### What the exercise asks
Extend the legal opinion text on the autopsy report and the right to confrontation, picking up after its last sentence.

### Text
== Segment start ==

In his third point of error, appellant argues he was denied his right to confrontation under the Sixth Amendment when the State introduced the autopsy report which contained testimonial hearsay. Appellant argues Pinckard "did not perform the autopsy," and the admission of the autopsy report based on Pinckard's testimony violated "his right to confront the witnesses who were responsible for the production of the final product." In support of this argument, appellant cites Bullcoming v. New Mexico, 131 S.Ct. 2705 (2011). In Bullcoming, a DWI case, after the defendant rear-ended another vehicle and failed field sobriety tests, the police obtained a warrant authorizing a blood test. Id. at 2710. At trial, the forensic lab report containing the results of the test was the principal evidence against the defendant. The prosecution did not call the analyst who signed and certified the report. Instead, they called another analyst who was familiar with the lab's testing procedures but had not participated in or observed the testing. Id. at 2712. The court held that the report contained a testimonial certification, and the defendant had a right to be confronted with the analyst who made the certification. Id. at 2716-17.

== Segment end ==

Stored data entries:
== Segment start ==

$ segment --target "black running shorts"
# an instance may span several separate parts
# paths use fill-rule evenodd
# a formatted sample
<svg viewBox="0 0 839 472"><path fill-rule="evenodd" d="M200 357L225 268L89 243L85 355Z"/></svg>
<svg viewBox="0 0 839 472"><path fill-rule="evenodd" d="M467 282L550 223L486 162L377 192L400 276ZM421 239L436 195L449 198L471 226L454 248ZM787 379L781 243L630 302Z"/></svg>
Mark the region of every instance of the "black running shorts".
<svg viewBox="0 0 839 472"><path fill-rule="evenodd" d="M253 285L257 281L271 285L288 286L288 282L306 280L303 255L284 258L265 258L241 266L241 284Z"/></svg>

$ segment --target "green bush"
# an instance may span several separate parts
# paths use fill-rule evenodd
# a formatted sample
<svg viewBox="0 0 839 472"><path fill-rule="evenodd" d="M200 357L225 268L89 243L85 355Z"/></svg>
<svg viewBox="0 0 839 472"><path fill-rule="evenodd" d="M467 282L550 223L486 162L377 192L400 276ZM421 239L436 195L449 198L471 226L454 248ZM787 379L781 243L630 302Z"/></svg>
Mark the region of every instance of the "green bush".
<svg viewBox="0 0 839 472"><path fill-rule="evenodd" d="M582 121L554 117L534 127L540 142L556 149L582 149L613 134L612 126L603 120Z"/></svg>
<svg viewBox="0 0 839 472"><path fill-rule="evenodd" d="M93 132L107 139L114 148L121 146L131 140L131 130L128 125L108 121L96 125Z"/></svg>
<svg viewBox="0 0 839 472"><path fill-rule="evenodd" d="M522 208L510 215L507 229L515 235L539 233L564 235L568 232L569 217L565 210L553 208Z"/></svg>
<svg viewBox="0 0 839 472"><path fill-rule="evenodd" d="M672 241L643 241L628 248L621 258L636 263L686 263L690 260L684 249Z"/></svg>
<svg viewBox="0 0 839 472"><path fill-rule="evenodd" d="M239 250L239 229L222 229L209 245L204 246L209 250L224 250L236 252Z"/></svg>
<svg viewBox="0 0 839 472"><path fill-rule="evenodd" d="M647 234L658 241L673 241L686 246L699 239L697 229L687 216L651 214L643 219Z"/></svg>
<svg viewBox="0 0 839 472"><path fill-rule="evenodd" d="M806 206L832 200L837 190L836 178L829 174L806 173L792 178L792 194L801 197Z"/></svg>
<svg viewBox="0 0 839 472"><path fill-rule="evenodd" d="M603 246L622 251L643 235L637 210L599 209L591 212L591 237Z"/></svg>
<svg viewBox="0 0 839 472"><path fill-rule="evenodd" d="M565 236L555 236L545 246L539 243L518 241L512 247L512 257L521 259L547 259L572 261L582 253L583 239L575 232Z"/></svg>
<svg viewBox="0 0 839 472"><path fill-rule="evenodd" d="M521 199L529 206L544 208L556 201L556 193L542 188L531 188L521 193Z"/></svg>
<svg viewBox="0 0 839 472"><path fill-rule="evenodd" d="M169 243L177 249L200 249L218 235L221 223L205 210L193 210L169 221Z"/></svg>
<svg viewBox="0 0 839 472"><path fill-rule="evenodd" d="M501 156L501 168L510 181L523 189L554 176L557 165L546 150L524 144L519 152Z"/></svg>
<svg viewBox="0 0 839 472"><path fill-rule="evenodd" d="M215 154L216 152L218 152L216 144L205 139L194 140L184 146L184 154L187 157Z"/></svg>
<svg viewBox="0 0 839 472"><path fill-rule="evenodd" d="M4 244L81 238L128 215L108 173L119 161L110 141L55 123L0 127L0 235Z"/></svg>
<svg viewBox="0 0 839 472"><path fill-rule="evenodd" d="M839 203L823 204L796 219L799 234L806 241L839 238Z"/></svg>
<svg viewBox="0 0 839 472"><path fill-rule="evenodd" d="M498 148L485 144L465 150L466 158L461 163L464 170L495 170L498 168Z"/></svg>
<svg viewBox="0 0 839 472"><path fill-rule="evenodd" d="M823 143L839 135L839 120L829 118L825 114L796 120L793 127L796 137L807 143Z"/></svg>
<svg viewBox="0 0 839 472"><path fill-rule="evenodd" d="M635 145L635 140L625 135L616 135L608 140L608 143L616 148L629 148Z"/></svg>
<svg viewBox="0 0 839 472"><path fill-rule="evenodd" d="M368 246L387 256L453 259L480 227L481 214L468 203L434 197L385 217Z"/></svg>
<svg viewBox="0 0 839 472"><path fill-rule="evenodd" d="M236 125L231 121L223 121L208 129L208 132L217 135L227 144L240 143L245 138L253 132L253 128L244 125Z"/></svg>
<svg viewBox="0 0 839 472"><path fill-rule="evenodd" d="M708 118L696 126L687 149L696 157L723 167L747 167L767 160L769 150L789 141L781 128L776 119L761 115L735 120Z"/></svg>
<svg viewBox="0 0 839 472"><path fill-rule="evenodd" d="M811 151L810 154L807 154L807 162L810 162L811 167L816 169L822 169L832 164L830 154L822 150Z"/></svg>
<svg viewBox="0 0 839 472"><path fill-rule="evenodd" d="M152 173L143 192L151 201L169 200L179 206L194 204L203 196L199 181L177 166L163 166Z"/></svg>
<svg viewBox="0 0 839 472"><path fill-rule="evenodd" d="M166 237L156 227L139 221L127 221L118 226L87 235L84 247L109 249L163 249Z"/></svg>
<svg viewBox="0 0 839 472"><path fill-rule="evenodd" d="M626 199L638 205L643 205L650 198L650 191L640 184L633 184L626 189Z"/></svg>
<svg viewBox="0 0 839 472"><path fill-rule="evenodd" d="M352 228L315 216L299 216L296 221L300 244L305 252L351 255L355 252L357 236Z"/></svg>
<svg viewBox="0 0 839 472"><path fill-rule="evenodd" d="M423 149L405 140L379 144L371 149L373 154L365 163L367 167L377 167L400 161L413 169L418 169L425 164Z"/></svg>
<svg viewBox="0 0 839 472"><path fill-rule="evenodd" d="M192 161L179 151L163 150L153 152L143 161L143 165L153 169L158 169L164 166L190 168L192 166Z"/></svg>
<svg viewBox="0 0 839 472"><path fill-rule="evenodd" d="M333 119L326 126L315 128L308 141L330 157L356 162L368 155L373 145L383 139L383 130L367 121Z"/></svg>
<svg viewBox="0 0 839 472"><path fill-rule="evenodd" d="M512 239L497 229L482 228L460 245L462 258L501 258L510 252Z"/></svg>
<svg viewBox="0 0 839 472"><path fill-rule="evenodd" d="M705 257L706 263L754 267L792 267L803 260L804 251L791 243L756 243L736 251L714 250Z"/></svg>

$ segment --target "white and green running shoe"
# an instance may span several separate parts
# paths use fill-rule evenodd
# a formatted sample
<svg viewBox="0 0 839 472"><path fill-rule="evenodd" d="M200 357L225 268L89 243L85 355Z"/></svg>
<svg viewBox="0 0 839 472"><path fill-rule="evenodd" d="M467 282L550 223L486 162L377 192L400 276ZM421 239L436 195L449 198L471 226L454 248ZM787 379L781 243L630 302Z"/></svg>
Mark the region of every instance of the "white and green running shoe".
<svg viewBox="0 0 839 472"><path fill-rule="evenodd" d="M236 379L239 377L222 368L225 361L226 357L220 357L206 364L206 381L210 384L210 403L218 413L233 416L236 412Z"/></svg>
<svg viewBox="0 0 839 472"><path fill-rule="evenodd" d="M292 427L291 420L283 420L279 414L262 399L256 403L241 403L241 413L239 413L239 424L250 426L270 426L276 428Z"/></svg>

== Segment end ==
== Segment start ==

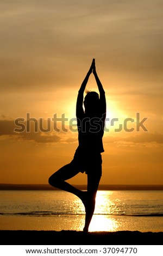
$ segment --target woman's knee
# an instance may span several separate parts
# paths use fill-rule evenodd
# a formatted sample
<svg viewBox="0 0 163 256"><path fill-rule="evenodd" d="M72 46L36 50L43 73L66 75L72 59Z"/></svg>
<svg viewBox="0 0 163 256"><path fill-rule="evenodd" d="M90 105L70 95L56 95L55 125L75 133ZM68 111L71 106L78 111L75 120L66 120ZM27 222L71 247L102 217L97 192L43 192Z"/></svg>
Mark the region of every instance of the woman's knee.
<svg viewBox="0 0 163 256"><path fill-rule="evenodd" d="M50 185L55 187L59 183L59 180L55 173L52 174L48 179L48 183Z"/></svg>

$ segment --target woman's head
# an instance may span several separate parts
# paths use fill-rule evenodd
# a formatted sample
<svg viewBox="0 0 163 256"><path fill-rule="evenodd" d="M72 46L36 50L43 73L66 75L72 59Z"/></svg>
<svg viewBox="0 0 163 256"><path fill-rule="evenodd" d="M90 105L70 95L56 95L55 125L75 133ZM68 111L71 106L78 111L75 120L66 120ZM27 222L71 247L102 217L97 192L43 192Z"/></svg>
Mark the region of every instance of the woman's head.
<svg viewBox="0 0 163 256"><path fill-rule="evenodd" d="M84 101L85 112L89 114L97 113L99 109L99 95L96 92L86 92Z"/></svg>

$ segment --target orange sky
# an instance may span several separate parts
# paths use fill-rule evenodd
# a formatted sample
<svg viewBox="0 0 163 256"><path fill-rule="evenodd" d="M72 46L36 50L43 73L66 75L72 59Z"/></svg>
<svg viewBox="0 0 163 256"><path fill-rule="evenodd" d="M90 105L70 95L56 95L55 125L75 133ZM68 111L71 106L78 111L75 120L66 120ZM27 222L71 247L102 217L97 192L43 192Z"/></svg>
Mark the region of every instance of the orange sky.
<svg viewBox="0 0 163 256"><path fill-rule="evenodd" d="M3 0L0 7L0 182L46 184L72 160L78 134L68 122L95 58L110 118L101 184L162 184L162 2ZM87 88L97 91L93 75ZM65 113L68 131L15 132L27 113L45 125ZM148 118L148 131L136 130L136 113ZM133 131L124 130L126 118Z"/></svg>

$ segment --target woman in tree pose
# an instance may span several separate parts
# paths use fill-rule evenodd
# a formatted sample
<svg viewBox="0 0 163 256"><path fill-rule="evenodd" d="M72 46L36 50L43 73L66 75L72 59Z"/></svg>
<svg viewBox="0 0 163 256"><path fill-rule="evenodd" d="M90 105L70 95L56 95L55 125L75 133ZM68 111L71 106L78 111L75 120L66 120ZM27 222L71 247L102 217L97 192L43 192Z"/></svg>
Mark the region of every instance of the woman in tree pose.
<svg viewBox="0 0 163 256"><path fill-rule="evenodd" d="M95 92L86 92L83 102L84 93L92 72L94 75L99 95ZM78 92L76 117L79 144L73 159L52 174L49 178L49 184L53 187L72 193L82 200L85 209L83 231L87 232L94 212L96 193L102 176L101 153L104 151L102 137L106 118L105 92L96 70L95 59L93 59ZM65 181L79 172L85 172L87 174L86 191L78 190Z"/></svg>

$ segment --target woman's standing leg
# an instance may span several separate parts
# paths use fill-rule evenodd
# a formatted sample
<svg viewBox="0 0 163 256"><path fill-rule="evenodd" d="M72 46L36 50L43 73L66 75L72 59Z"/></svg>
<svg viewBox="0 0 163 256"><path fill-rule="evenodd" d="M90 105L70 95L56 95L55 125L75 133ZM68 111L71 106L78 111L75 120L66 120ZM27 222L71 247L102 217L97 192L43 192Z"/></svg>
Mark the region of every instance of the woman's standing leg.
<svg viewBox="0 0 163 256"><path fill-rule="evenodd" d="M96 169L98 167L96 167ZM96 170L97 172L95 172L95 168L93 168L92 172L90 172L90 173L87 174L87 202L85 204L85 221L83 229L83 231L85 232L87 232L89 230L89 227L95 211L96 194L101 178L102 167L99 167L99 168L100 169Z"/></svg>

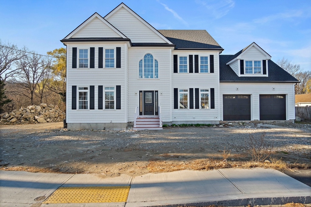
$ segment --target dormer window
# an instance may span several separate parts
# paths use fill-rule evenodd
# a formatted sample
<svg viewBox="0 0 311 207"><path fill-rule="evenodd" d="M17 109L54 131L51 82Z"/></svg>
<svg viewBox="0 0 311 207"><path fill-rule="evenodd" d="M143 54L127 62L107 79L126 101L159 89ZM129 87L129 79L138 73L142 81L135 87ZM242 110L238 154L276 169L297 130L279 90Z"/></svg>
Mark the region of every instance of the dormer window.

== Segment end ==
== Segment start ==

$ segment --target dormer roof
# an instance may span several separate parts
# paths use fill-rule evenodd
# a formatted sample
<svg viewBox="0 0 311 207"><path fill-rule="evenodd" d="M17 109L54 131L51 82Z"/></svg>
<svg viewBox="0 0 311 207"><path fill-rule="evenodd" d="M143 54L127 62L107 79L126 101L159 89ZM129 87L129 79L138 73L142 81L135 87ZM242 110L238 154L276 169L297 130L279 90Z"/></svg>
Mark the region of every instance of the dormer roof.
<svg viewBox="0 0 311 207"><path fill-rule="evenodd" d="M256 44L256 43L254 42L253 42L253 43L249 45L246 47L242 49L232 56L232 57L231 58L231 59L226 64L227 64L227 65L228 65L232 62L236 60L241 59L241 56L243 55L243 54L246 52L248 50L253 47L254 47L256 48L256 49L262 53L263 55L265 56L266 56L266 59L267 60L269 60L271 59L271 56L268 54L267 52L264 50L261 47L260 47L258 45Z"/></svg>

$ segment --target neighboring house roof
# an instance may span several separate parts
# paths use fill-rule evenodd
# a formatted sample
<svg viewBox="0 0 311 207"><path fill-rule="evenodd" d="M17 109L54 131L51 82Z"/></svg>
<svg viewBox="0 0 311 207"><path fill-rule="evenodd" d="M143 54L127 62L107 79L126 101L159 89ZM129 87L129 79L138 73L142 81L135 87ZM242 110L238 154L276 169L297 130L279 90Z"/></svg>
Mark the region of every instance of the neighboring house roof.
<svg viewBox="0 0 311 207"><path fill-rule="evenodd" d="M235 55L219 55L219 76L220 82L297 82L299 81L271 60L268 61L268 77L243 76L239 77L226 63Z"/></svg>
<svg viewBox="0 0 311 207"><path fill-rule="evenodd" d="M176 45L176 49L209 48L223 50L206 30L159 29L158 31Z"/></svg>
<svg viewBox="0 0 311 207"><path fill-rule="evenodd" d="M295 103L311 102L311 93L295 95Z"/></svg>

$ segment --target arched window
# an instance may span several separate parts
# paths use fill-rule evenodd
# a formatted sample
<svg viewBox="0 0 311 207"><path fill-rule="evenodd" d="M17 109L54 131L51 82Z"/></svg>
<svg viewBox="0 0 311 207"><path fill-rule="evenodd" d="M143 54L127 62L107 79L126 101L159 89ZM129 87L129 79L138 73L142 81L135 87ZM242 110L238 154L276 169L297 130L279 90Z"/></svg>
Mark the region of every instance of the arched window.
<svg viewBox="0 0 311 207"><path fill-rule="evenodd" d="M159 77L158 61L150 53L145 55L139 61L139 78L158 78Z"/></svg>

== Segment end ==

### Result
Here, the record contradicts appellant's argument that Pinckard "did not perform the autopsy." After appellant raised his Bullcoming objection at trial, Pinckard testified he was a medical examiner with five years of experience at the time of Lanah's autopsy. At the time of the autopsy, Pinckard's office had two Fellows undergoing their final year of training before they became medical examiners. One of the Fellows, Dr. Nicholas Batalis, "was the person who probably did most of the physical work during the autopsy, but he was doing it under [Pinckard's] direct supervision because he was . . . still in training and [Pinckard] was responsible for him." Pinckard testified he was the one "responsible for the report the death certificate and the whole case." At the time, Batalis could not sign off on the death certificate. Pinckard testified he was "there during the entire autopsy." Pinckard was "standing there watching [Batalis]," and they talked about what they saw during the autopsy. Batalis signed the autopsy report, Pinckard signed the report, and then "everybody else in the office review[ed] it and sign[ed] it." Under these circumstances, we conclude Pinckard's testimony demonstrated he signed and certified the autopsy report after attending and participating in the autopsy. Appellant was therefore not denied his right to confrontation when the autopsy report was introduced pursuant to Pinckard's testimony. See id. at 2712-17. We overrule appellant's third point of error.
We affirm the trial court's judgment.
__________
DAVID L. BRIDGES
JUSTICE
Do Not Publish
TEX. R. APP. P. 47
121161F.U05
JUDGMENT
ELOY SANCHEZ, Appellant
V. THE STATE OF TEXAS, Appellee No. 05-12-01161-CR
On Appeal from the Criminal District Court
No. 5, Dallas County, Texas
Trial Court Cause No. F08-24673-L.
Opinion delivered by Justice Bridges.
Justices Fillmore and Lewis participating.
Based on the Court's opinion of this date, the judgment of the trial court is AFFIRMED.